### [Task requirements]
List the lines of this listing that hold the word "find".

--- START ---

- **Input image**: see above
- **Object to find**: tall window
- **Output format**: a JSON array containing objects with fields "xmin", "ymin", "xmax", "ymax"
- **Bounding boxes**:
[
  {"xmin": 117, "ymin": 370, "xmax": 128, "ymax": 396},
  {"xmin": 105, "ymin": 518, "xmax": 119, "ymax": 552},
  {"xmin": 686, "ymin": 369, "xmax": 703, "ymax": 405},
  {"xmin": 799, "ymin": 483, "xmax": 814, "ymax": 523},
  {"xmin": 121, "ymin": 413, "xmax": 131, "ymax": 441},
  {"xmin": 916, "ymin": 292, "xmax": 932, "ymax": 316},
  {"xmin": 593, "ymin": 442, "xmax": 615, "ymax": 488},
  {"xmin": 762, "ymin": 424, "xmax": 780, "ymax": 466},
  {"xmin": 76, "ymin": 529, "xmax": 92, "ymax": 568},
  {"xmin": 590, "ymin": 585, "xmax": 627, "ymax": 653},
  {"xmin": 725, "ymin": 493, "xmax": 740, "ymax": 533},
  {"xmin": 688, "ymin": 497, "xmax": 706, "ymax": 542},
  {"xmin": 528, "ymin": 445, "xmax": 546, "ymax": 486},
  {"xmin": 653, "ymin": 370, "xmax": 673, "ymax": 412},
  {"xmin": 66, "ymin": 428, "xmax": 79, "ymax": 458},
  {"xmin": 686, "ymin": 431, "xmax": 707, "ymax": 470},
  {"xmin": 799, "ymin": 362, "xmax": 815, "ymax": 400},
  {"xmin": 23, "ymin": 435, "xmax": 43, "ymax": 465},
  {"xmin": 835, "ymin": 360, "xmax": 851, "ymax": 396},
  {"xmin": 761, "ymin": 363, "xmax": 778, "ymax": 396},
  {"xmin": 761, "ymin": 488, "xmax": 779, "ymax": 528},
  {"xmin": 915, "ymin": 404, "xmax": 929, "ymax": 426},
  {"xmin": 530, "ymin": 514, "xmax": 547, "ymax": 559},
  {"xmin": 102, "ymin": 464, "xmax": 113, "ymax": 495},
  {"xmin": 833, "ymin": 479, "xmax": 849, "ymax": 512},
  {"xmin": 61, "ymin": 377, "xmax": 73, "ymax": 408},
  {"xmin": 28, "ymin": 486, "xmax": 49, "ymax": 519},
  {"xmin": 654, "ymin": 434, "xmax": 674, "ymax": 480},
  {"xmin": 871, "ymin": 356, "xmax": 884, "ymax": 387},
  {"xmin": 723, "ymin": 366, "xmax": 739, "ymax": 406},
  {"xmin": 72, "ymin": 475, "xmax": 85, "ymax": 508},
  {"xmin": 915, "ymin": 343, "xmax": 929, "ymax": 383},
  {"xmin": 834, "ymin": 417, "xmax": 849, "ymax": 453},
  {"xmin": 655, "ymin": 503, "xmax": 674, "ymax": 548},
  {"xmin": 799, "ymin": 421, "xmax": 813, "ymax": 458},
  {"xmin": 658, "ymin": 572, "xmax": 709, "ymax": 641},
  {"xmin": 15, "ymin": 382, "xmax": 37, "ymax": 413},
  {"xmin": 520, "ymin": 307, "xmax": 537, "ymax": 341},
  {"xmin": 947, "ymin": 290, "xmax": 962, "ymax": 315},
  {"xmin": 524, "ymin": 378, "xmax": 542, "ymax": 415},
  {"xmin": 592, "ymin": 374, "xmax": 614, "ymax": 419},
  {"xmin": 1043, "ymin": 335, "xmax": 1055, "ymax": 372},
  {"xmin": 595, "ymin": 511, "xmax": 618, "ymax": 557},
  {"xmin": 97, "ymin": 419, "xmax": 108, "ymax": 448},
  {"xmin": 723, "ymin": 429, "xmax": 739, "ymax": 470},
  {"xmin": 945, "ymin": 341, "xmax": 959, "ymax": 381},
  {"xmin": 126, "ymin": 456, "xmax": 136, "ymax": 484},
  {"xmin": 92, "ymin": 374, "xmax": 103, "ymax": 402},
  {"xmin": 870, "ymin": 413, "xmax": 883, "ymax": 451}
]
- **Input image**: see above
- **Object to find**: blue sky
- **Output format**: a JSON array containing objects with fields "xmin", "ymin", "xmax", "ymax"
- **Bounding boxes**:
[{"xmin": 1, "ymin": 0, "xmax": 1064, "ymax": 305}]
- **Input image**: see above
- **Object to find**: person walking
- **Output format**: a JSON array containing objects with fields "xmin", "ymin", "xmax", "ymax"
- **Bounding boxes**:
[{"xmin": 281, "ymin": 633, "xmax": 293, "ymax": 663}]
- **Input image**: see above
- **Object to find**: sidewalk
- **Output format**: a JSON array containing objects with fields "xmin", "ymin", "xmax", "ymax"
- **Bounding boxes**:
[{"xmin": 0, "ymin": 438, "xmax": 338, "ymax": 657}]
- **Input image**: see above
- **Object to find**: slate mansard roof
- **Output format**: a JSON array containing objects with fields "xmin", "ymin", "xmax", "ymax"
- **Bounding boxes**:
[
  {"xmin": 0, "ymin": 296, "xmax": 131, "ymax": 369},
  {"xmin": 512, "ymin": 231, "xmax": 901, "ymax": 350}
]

--- END ---

### [Written solution]
- **Object to find**: tall window
- **Object to find**: blue sky
- **Object to find**: person walking
- **Object to find**: sidewalk
- **Object to find**: slate mansard roof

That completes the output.